> _Given task_: Everything from the line that contains "For the site audit, find each instance of the asphalt" through the final line of the records should be written out exactly, and nothing outside that span.

> _Listed records_:
# # # # # # #

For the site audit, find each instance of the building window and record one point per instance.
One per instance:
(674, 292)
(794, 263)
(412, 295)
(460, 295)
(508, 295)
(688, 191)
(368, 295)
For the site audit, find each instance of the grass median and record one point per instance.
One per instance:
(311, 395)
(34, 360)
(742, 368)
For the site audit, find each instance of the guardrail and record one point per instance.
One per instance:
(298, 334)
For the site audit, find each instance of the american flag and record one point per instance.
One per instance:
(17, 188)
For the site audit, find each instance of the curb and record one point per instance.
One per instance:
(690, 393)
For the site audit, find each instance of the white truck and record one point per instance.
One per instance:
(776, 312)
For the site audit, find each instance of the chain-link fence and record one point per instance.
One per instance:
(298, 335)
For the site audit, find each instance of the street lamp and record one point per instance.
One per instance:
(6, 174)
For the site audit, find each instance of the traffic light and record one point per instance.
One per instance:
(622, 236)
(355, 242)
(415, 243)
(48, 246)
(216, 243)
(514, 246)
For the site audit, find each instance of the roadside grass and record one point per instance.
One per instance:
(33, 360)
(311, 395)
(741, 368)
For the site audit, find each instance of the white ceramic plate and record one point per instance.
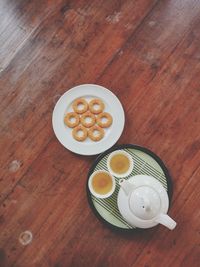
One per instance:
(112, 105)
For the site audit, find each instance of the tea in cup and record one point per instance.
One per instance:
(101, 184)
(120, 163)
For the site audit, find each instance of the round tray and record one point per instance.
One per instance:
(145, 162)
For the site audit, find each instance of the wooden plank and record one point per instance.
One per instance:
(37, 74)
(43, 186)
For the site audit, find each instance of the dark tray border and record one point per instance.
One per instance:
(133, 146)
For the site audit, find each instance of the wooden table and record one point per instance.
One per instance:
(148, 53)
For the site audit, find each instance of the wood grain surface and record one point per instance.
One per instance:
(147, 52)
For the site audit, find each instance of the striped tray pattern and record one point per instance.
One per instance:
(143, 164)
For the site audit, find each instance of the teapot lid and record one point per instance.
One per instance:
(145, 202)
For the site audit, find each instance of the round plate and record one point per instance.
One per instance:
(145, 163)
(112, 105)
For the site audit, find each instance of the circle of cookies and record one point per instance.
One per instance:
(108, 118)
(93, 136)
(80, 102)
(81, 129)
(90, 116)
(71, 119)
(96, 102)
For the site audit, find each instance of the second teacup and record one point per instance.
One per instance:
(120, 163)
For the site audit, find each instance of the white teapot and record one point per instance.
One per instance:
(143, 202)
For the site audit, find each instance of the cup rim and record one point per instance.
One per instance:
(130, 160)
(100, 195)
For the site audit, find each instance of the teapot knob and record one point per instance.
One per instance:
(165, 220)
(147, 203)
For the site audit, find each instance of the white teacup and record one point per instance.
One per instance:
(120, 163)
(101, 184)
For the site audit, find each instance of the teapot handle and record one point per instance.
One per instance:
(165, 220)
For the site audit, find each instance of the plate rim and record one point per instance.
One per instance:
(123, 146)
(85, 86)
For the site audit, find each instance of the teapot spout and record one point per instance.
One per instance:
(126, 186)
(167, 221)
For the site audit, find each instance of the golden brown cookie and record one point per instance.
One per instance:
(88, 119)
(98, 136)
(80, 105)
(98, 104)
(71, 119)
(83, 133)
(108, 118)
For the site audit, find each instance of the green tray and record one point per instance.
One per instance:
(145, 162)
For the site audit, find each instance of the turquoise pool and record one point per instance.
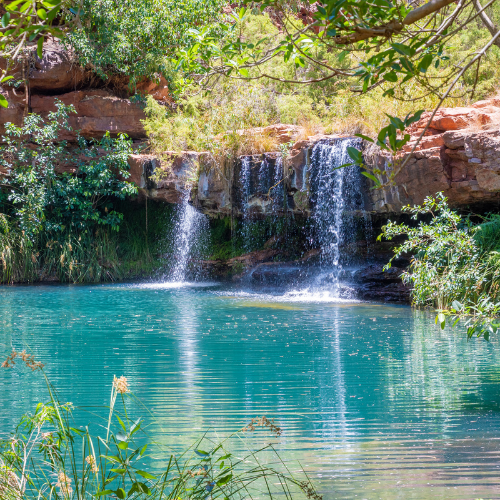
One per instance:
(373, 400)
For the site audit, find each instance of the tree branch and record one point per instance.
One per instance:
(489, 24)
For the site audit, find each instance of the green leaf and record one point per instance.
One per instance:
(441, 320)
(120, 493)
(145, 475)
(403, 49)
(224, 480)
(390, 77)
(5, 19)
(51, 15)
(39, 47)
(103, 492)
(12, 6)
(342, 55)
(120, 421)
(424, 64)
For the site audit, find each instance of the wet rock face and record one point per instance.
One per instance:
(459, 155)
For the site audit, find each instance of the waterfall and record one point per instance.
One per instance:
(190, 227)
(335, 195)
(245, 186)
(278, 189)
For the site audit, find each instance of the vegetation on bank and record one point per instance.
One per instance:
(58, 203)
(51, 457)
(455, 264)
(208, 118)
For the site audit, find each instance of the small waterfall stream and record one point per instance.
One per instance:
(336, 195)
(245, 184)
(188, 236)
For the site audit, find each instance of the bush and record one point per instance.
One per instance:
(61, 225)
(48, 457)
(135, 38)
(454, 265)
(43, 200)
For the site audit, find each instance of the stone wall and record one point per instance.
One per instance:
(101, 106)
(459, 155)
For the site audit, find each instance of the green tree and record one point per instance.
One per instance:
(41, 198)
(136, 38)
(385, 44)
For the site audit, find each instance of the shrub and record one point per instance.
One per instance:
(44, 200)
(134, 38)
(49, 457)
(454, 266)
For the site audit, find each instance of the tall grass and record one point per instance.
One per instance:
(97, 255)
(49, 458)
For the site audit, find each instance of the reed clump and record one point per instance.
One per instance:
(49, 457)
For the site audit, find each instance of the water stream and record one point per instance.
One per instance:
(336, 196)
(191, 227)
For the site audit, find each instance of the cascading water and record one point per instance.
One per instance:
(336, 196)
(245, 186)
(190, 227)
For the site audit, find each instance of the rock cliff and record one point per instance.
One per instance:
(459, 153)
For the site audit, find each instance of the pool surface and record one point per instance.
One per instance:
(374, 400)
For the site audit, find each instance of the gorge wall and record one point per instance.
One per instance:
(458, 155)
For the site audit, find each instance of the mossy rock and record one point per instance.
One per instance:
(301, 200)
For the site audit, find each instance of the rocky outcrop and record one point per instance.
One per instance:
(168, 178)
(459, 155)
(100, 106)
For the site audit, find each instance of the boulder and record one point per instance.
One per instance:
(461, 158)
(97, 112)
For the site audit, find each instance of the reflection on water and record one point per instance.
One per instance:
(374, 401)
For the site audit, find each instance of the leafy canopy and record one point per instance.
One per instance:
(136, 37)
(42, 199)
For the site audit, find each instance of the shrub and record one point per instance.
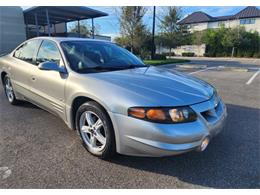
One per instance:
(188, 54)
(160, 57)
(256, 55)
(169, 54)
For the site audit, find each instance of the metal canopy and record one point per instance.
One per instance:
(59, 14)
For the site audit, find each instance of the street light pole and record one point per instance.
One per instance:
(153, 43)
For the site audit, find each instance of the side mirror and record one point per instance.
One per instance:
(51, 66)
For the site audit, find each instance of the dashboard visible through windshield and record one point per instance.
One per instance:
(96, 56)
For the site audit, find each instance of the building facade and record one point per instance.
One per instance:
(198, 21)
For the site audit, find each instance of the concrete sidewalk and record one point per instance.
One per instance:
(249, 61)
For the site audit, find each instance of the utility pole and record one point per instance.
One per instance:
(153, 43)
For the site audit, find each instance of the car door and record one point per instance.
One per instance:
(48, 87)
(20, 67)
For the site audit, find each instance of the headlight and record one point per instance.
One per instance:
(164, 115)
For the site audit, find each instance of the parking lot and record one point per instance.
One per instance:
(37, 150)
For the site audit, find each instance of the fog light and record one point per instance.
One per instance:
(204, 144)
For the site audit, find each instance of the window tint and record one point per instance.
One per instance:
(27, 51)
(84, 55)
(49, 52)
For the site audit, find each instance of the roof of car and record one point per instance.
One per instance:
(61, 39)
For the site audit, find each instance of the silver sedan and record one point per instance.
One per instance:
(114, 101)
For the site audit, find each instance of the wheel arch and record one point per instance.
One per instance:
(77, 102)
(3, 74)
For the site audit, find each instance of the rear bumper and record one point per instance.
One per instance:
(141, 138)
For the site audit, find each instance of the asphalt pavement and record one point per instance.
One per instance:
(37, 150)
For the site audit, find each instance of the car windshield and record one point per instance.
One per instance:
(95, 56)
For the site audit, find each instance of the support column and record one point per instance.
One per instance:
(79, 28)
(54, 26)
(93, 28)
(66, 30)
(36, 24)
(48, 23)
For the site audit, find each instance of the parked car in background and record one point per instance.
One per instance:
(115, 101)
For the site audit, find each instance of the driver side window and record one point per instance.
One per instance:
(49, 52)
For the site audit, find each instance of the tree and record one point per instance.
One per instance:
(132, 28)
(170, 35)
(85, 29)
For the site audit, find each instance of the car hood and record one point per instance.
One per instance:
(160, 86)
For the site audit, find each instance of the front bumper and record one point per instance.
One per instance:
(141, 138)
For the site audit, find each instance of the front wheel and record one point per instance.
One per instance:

# # # # # # #

> _Answer to the exercise_:
For the site audit, find each instance of the asphalt pavement and record one point per instance.
One per instance:
(37, 150)
For the site audit, find each instance of the car windshield and record one point per instance.
One per instance:
(95, 56)
For the site audit, find each instance of the support column and record one point per instance.
One per instance:
(79, 28)
(54, 26)
(93, 28)
(66, 30)
(36, 24)
(48, 23)
For the site audit, find each instance of the parked car in background and record one point per instance.
One per instance:
(115, 101)
For the site audit, find each instance of the driver side window and record one point per instance.
One per instance:
(49, 52)
For the site audit, find each instance of the tree and record one point per instance.
One per instance:
(132, 28)
(170, 35)
(85, 29)
For the site audit, find each instance of the car hood and record one point per instance.
One per instance:
(160, 86)
For the site audit, find each instance of the front bumper and record one point per instance.
One per instance:
(141, 138)
For the site audit, find each instance of the front wheel and record one point per instance.
One per instance:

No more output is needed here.